Copy the part of the essay on turning 13 again that begins at the words "When I was 13, I" and stops after "impress me once.".

------ EXCERPT TO READ ------

Last weekend, I was watching the enchanting Jennifer Garner flick 13 Going On 30 (it was part of a movie marathon that included two other favorites guaranteed to drive any man away, In Her Shoes and Something's Gotta Give), and thinking I really ought to star in the sequel, 30 Going On 13.
When I was 13, I was a very powerful eighth-grader at Crosby Middle School. I was the number-one flute player in the school (duh), and my band teacher and I even had a special whistle. (Mr. Dennis Anderson was possibly the best teacher of my entire public school career and beyond, and I sincerely wish I'd called him up and told him that before it was too late.) My on-again, off-again love interest was a bad boy named Brandon with a floppy blond bowl-cut, and I never found his antics anything but 100% amusing. Most of our romance played out in the back of Jefferson County Schools bus #411, but he was an excellent folder of notes and he did jump off my parents' balcony to impress me once.
Anywho, if I could lend my 30-year-old brain to my 13-year-old self for a week or so, there are a few things I could easily accomplish:
1. Since my most cherished activity of all time is staring out the window, I would stage a walkout at Crosby Middle School, a stinking brown blob of a building designed in the '70s when the presence of windows was considered a menacing distraction for students. Little did those idiot architects know how many perfectly coherent sentences I would dream up while staring out of windows later in life.

------ PROVIDED MATERIAL ------

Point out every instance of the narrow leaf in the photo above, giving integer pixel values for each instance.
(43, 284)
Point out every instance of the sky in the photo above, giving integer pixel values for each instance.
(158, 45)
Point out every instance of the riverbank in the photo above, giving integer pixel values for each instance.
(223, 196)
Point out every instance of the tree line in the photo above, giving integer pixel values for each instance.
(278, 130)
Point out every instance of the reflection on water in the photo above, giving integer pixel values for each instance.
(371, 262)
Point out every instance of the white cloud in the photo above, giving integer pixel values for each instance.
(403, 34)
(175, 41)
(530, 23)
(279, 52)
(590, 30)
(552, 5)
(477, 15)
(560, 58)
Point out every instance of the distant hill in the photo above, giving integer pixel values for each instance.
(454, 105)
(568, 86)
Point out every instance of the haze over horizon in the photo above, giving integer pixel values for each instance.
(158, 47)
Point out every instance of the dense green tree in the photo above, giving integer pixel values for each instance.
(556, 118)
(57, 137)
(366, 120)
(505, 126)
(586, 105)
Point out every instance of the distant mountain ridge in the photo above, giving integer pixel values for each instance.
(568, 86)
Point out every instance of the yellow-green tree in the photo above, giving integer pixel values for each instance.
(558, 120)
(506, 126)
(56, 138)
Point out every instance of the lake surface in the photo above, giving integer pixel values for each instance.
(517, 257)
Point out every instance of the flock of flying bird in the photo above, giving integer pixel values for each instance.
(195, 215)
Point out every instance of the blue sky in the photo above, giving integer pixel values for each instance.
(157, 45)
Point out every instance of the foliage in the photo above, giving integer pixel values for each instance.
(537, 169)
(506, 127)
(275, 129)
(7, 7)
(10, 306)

------

*RESPONSE TO THIS EXERCISE*:
When I was 13, I was a very powerful eighth-grader at Crosby Middle School. I was the number-one flute player in the school (duh), and my band teacher and I even had a special whistle. (Mr. Dennis Anderson was possibly the best teacher of my entire public school career and beyond, and I sincerely wish I'd called him up and told him that before it was too late.) My on-again, off-again love interest was a bad boy named Brandon with a floppy blond bowl-cut, and I never found his antics anything but 100% amusing. Most of our romance played out in the back of Jefferson County Schools bus #411, but he was an excellent folder of notes and he did jump off my parents' balcony to impress me once.